### Stored entries
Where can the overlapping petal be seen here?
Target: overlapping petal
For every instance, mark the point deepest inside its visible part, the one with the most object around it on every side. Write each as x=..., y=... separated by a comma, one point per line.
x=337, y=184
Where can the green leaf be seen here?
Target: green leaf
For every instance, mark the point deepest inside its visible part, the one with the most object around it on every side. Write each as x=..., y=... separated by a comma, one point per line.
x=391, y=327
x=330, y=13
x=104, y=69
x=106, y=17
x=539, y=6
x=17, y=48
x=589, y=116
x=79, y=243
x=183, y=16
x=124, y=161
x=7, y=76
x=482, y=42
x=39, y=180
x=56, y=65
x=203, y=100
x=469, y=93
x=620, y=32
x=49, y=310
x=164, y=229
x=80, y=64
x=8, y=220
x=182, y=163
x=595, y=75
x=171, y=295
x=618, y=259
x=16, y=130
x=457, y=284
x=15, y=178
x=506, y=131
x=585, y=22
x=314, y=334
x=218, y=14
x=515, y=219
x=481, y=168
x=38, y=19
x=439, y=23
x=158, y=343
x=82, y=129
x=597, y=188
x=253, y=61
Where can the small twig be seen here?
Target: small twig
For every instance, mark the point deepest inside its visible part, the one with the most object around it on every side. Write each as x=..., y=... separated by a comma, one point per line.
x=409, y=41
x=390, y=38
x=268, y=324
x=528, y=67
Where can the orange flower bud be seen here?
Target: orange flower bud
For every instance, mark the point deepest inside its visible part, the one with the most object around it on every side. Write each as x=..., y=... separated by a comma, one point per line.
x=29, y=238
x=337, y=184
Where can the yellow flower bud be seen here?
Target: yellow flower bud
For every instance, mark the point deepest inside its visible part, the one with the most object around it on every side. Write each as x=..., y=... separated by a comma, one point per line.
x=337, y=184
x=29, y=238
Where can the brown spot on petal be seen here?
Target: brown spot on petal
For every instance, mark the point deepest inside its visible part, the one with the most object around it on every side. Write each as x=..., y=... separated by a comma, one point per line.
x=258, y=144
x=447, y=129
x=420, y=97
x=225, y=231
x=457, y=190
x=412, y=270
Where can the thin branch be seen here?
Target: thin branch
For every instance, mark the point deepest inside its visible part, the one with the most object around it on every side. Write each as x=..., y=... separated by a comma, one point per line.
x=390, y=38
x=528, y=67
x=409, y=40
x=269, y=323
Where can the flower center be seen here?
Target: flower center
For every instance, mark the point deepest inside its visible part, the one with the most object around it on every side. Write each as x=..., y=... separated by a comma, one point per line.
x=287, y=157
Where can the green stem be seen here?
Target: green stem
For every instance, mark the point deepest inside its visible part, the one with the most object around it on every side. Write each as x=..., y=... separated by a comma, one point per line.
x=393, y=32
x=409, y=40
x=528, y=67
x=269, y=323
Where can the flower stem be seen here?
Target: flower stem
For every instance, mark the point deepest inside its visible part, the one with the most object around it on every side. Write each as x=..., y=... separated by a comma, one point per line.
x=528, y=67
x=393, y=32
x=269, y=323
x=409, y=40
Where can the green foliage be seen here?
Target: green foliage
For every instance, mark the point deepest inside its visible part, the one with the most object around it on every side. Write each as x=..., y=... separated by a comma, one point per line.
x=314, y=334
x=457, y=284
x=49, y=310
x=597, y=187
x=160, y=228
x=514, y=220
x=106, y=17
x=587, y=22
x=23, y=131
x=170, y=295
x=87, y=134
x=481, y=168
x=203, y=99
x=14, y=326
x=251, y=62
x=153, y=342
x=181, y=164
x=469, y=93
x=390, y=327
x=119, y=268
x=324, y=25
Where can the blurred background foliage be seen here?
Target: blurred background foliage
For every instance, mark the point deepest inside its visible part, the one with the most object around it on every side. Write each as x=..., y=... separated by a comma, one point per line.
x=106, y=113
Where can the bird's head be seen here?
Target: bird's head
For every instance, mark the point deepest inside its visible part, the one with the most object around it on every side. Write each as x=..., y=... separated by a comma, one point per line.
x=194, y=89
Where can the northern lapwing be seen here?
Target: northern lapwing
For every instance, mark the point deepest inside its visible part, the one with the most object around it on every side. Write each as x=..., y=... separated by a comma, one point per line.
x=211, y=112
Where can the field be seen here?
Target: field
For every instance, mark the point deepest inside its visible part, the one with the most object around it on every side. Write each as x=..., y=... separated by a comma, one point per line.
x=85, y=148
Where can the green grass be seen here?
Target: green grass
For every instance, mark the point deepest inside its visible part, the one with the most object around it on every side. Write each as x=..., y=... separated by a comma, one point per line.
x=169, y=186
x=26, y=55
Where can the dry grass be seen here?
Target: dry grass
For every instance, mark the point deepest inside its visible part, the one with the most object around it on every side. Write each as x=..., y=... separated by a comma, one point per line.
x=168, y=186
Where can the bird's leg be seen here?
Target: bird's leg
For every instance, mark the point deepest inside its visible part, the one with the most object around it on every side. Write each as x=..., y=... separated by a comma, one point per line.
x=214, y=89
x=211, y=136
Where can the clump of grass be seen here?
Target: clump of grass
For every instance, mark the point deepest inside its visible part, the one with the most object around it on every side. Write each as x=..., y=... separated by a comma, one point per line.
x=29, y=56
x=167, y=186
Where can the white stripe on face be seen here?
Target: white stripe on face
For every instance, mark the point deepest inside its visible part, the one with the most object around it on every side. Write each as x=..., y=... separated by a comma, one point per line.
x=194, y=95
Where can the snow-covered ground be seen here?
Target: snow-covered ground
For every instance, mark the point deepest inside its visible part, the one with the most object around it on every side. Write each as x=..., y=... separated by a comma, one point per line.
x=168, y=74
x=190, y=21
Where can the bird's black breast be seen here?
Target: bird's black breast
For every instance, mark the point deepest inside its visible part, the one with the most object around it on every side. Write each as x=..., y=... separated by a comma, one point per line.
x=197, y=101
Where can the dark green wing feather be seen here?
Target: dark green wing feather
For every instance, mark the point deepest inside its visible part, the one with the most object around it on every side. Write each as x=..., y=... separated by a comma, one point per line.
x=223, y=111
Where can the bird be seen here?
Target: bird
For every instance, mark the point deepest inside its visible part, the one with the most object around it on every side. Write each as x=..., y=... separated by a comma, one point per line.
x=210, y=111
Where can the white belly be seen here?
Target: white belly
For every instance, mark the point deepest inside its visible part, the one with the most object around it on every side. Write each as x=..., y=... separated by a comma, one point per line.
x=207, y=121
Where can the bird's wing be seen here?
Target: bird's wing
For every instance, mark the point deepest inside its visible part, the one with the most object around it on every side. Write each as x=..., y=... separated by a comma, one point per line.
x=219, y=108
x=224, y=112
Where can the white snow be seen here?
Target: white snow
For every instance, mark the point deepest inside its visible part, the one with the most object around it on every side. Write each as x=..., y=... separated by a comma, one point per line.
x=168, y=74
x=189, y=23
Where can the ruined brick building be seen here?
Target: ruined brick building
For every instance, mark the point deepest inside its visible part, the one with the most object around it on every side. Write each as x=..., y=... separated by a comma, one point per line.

### Given task
From the line that contains "Where can the white snow be seen here?" to the last line of the material above, repeat every line exactly, keeping both the first and the last.

### Exercise output
Where can the white snow be seen here?
Target: white snow
For every instance, mark the point deepest inside its visible part, the one with the most object around it on every side. Write each as x=..., y=... separated by a comma, one point per line.
x=168, y=74
x=189, y=23
Where can the ruined brick building be seen here?
Target: ruined brick building
For every instance, mark the point deepest inside its visible part, the one with the most object around it on every side. Write each as x=..., y=... separated by a comma, one point per line.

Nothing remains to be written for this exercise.